- PROMPT -
Each line from the one that contains "bush in this photo." to the end of the material must be set down exactly, and no line before it.

RAW DATA start

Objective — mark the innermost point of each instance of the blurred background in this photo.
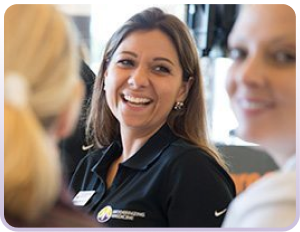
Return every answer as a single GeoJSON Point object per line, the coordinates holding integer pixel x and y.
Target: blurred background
{"type": "Point", "coordinates": [210, 24]}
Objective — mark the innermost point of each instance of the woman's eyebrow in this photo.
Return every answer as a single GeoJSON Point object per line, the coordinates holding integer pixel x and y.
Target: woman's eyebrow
{"type": "Point", "coordinates": [164, 59]}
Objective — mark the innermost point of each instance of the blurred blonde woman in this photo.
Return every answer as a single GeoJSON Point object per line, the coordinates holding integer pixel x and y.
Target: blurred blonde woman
{"type": "Point", "coordinates": [42, 96]}
{"type": "Point", "coordinates": [261, 85]}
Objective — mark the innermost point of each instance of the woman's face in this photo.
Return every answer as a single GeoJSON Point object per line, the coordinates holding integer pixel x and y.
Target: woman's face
{"type": "Point", "coordinates": [144, 80]}
{"type": "Point", "coordinates": [261, 82]}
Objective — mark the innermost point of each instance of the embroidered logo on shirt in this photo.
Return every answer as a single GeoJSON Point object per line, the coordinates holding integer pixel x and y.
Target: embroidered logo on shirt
{"type": "Point", "coordinates": [107, 213]}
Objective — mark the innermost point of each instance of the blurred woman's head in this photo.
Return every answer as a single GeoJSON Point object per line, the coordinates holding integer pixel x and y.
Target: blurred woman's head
{"type": "Point", "coordinates": [262, 80]}
{"type": "Point", "coordinates": [42, 94]}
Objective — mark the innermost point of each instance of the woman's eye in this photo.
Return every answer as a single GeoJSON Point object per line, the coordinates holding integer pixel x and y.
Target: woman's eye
{"type": "Point", "coordinates": [284, 57]}
{"type": "Point", "coordinates": [162, 69]}
{"type": "Point", "coordinates": [237, 54]}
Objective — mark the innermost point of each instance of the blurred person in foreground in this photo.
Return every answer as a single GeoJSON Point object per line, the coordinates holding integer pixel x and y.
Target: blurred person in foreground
{"type": "Point", "coordinates": [42, 98]}
{"type": "Point", "coordinates": [261, 84]}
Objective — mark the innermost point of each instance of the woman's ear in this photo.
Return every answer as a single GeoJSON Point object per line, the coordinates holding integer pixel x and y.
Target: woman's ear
{"type": "Point", "coordinates": [184, 90]}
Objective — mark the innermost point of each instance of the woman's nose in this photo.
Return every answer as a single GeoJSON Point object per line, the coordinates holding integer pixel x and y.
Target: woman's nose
{"type": "Point", "coordinates": [139, 78]}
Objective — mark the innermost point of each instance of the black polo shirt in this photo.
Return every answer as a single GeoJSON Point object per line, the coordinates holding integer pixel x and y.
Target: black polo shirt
{"type": "Point", "coordinates": [167, 183]}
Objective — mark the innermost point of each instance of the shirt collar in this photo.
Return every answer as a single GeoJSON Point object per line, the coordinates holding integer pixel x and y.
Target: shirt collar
{"type": "Point", "coordinates": [144, 157]}
{"type": "Point", "coordinates": [152, 149]}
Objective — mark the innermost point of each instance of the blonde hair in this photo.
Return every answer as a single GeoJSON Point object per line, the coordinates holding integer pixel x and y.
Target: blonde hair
{"type": "Point", "coordinates": [39, 48]}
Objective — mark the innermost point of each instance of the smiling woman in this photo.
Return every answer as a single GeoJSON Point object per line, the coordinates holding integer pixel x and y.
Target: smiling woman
{"type": "Point", "coordinates": [153, 165]}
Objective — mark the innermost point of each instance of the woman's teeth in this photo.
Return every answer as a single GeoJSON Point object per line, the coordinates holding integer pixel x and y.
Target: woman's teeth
{"type": "Point", "coordinates": [136, 100]}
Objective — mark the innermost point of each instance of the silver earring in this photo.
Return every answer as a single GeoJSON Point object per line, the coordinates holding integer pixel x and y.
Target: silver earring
{"type": "Point", "coordinates": [178, 105]}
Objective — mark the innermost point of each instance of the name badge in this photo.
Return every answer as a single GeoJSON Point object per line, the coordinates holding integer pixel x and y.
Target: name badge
{"type": "Point", "coordinates": [83, 197]}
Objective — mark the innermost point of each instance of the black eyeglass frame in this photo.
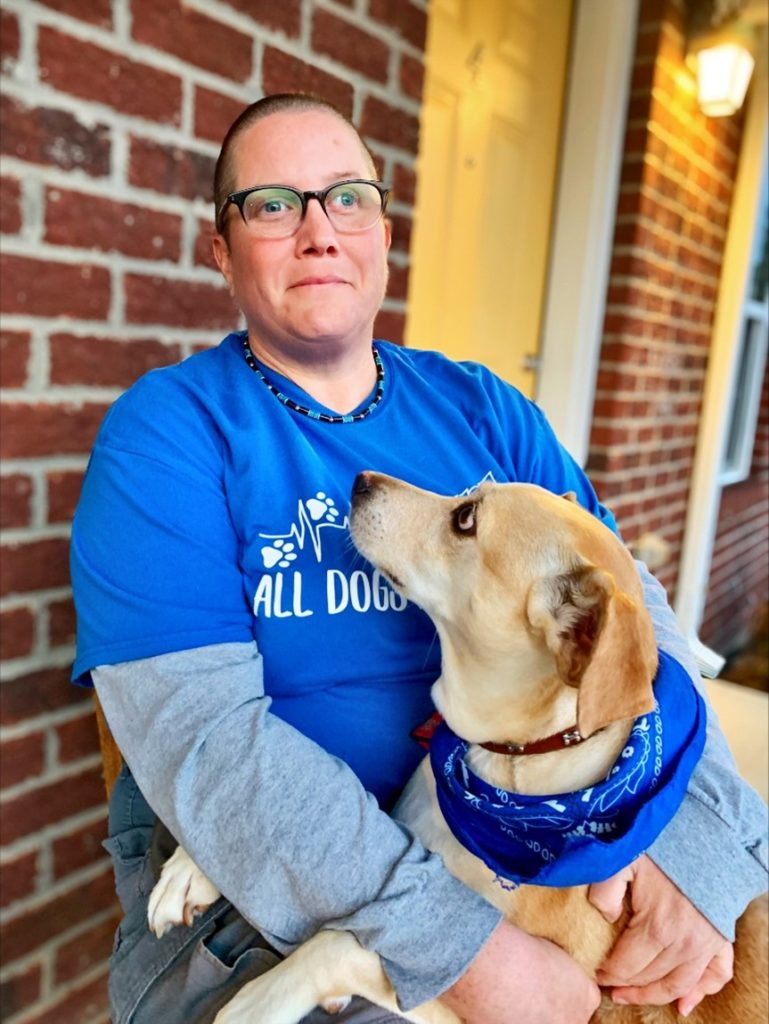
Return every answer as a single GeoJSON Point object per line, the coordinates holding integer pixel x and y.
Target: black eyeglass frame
{"type": "Point", "coordinates": [239, 199]}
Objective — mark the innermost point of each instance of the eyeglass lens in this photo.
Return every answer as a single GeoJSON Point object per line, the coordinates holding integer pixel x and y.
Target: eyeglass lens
{"type": "Point", "coordinates": [349, 206]}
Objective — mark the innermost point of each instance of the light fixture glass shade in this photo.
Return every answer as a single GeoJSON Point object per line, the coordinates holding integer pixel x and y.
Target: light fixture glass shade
{"type": "Point", "coordinates": [723, 76]}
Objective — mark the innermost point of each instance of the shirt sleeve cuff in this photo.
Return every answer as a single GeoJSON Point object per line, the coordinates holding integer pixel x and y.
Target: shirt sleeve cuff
{"type": "Point", "coordinates": [699, 853]}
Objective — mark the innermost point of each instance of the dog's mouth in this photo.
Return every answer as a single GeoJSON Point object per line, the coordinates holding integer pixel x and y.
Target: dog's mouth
{"type": "Point", "coordinates": [395, 581]}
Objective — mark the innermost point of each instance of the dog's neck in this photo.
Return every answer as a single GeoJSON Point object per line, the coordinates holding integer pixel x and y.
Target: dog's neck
{"type": "Point", "coordinates": [560, 771]}
{"type": "Point", "coordinates": [539, 705]}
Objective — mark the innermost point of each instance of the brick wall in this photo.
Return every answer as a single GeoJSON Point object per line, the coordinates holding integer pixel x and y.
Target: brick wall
{"type": "Point", "coordinates": [739, 570]}
{"type": "Point", "coordinates": [111, 113]}
{"type": "Point", "coordinates": [677, 182]}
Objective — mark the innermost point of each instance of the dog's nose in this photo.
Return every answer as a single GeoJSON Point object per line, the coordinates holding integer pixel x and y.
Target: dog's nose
{"type": "Point", "coordinates": [362, 483]}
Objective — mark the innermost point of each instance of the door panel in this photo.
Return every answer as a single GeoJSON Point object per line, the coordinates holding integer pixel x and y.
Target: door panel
{"type": "Point", "coordinates": [488, 152]}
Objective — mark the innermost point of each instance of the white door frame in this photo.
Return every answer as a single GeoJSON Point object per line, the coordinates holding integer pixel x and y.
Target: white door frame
{"type": "Point", "coordinates": [604, 41]}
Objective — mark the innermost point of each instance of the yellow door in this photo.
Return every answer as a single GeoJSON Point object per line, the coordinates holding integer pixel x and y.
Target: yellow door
{"type": "Point", "coordinates": [487, 163]}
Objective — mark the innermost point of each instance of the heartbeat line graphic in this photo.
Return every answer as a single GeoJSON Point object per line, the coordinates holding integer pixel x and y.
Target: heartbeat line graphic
{"type": "Point", "coordinates": [312, 515]}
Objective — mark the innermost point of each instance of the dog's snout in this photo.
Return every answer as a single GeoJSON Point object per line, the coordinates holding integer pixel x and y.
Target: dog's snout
{"type": "Point", "coordinates": [362, 483]}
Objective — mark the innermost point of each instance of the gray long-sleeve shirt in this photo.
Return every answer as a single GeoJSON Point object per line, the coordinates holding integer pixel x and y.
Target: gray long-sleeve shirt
{"type": "Point", "coordinates": [291, 838]}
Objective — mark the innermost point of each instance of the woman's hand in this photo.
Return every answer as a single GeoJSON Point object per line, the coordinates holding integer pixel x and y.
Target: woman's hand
{"type": "Point", "coordinates": [669, 951]}
{"type": "Point", "coordinates": [518, 977]}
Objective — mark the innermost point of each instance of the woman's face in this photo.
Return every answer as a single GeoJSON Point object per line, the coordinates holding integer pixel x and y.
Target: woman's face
{"type": "Point", "coordinates": [317, 287]}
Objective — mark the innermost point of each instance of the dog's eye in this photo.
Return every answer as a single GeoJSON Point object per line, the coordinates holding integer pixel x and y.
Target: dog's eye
{"type": "Point", "coordinates": [463, 518]}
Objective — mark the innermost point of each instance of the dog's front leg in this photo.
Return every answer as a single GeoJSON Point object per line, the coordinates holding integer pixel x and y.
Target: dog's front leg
{"type": "Point", "coordinates": [323, 971]}
{"type": "Point", "coordinates": [182, 891]}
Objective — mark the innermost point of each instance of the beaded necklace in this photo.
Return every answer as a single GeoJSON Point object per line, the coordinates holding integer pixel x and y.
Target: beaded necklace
{"type": "Point", "coordinates": [311, 413]}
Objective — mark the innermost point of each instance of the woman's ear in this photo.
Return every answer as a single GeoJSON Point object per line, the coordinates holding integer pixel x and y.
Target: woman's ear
{"type": "Point", "coordinates": [221, 253]}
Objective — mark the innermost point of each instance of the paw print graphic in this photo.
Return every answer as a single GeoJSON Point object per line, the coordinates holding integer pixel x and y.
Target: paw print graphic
{"type": "Point", "coordinates": [322, 507]}
{"type": "Point", "coordinates": [280, 553]}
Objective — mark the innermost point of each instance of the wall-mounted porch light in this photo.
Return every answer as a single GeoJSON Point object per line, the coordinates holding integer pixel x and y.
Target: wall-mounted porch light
{"type": "Point", "coordinates": [724, 61]}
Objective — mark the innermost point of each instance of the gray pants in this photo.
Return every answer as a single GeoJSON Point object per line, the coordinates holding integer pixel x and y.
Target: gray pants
{"type": "Point", "coordinates": [188, 975]}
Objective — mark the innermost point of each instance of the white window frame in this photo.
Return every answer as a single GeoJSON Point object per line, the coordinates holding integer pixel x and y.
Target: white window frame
{"type": "Point", "coordinates": [745, 398]}
{"type": "Point", "coordinates": [705, 494]}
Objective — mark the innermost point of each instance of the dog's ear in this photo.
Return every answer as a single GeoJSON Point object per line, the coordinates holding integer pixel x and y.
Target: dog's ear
{"type": "Point", "coordinates": [602, 643]}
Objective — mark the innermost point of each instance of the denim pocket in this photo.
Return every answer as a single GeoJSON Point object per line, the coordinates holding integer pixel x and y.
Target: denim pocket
{"type": "Point", "coordinates": [130, 856]}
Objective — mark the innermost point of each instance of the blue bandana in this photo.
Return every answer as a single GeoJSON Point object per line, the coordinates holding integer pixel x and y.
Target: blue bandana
{"type": "Point", "coordinates": [579, 838]}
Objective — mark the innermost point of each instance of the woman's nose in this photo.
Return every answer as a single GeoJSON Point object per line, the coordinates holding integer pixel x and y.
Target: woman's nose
{"type": "Point", "coordinates": [315, 231]}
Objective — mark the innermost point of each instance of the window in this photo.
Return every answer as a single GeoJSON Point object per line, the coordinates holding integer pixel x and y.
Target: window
{"type": "Point", "coordinates": [752, 357]}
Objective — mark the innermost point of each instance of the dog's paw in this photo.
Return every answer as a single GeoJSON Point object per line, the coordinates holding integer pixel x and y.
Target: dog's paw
{"type": "Point", "coordinates": [182, 891]}
{"type": "Point", "coordinates": [336, 1004]}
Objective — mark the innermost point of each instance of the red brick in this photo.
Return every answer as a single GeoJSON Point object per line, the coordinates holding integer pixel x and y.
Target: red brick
{"type": "Point", "coordinates": [15, 496]}
{"type": "Point", "coordinates": [171, 170]}
{"type": "Point", "coordinates": [63, 491]}
{"type": "Point", "coordinates": [14, 357]}
{"type": "Point", "coordinates": [10, 208]}
{"type": "Point", "coordinates": [107, 363]}
{"type": "Point", "coordinates": [284, 73]}
{"type": "Point", "coordinates": [203, 253]}
{"type": "Point", "coordinates": [17, 878]}
{"type": "Point", "coordinates": [412, 76]}
{"type": "Point", "coordinates": [390, 125]}
{"type": "Point", "coordinates": [51, 803]}
{"type": "Point", "coordinates": [193, 37]}
{"type": "Point", "coordinates": [286, 16]}
{"type": "Point", "coordinates": [41, 288]}
{"type": "Point", "coordinates": [49, 429]}
{"type": "Point", "coordinates": [214, 113]}
{"type": "Point", "coordinates": [404, 183]}
{"type": "Point", "coordinates": [32, 565]}
{"type": "Point", "coordinates": [61, 623]}
{"type": "Point", "coordinates": [94, 222]}
{"type": "Point", "coordinates": [23, 758]}
{"type": "Point", "coordinates": [35, 928]}
{"type": "Point", "coordinates": [80, 848]}
{"type": "Point", "coordinates": [177, 303]}
{"type": "Point", "coordinates": [8, 37]}
{"type": "Point", "coordinates": [390, 326]}
{"type": "Point", "coordinates": [78, 738]}
{"type": "Point", "coordinates": [16, 634]}
{"type": "Point", "coordinates": [19, 991]}
{"type": "Point", "coordinates": [397, 286]}
{"type": "Point", "coordinates": [85, 951]}
{"type": "Point", "coordinates": [87, 1005]}
{"type": "Point", "coordinates": [409, 20]}
{"type": "Point", "coordinates": [82, 69]}
{"type": "Point", "coordinates": [44, 135]}
{"type": "Point", "coordinates": [95, 11]}
{"type": "Point", "coordinates": [350, 45]}
{"type": "Point", "coordinates": [39, 692]}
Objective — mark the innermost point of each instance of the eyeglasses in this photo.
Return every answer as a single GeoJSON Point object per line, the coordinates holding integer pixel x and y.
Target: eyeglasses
{"type": "Point", "coordinates": [276, 211]}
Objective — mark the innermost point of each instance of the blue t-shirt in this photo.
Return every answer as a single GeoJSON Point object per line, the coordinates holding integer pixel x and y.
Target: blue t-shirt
{"type": "Point", "coordinates": [213, 513]}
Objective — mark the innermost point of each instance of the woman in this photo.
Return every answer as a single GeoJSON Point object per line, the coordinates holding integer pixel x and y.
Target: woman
{"type": "Point", "coordinates": [262, 682]}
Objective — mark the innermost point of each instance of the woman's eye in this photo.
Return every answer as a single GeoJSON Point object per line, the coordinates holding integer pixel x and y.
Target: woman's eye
{"type": "Point", "coordinates": [464, 518]}
{"type": "Point", "coordinates": [345, 200]}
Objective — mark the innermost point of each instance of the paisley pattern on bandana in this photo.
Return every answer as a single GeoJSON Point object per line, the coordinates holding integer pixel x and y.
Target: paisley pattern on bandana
{"type": "Point", "coordinates": [587, 836]}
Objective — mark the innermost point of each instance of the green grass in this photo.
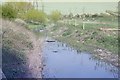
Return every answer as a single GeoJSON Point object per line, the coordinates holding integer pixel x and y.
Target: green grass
{"type": "Point", "coordinates": [93, 38]}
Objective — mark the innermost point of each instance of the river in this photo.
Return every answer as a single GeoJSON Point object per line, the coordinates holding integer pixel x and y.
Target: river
{"type": "Point", "coordinates": [62, 61]}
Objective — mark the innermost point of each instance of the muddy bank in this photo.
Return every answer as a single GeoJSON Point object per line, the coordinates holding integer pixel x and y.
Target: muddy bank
{"type": "Point", "coordinates": [21, 51]}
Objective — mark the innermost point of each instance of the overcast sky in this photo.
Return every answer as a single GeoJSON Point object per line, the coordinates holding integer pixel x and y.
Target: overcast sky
{"type": "Point", "coordinates": [66, 0]}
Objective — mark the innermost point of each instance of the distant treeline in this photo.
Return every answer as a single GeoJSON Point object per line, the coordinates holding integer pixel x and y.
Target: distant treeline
{"type": "Point", "coordinates": [26, 11]}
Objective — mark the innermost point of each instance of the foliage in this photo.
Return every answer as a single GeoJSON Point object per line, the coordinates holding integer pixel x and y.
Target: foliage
{"type": "Point", "coordinates": [55, 16]}
{"type": "Point", "coordinates": [8, 11]}
{"type": "Point", "coordinates": [36, 16]}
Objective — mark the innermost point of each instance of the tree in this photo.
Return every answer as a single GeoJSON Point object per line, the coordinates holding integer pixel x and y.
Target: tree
{"type": "Point", "coordinates": [8, 11]}
{"type": "Point", "coordinates": [55, 16]}
{"type": "Point", "coordinates": [36, 16]}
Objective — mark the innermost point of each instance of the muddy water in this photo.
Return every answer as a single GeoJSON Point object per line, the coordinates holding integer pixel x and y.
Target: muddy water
{"type": "Point", "coordinates": [62, 61]}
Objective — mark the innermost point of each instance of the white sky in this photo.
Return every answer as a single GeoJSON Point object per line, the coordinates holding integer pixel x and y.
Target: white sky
{"type": "Point", "coordinates": [65, 0]}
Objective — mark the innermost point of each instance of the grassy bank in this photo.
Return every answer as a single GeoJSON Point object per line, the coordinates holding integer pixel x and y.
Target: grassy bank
{"type": "Point", "coordinates": [89, 37]}
{"type": "Point", "coordinates": [19, 45]}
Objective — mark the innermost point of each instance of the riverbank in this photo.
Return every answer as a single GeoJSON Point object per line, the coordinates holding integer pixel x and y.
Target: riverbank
{"type": "Point", "coordinates": [21, 51]}
{"type": "Point", "coordinates": [102, 43]}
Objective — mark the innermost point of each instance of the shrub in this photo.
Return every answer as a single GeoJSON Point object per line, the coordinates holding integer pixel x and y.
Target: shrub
{"type": "Point", "coordinates": [8, 11]}
{"type": "Point", "coordinates": [36, 16]}
{"type": "Point", "coordinates": [55, 16]}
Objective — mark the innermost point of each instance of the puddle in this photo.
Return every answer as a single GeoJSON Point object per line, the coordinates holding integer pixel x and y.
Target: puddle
{"type": "Point", "coordinates": [62, 61]}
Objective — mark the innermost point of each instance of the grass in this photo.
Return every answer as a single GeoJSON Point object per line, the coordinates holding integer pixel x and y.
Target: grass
{"type": "Point", "coordinates": [90, 36]}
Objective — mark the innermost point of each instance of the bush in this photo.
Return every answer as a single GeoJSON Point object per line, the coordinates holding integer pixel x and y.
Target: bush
{"type": "Point", "coordinates": [8, 11]}
{"type": "Point", "coordinates": [35, 16]}
{"type": "Point", "coordinates": [55, 16]}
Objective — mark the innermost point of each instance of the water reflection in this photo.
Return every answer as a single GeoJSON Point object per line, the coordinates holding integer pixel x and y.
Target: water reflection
{"type": "Point", "coordinates": [70, 63]}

RAW DATA end

- SOLVED PROBLEM -
Objective — mark the innermost point of each instance of the bush in this photo.
Return every answer as a single GeoJSON Point object per line, the coordinates holding integer pixel x and y.
Target: bush
{"type": "Point", "coordinates": [8, 11]}
{"type": "Point", "coordinates": [35, 16]}
{"type": "Point", "coordinates": [55, 16]}
Objective — mark the innermost point of each instance of the water reflection in this photo.
Return every answer as a single GeoJSON Point object per line, the coordinates holding integer pixel x and y.
Target: water reflection
{"type": "Point", "coordinates": [70, 63]}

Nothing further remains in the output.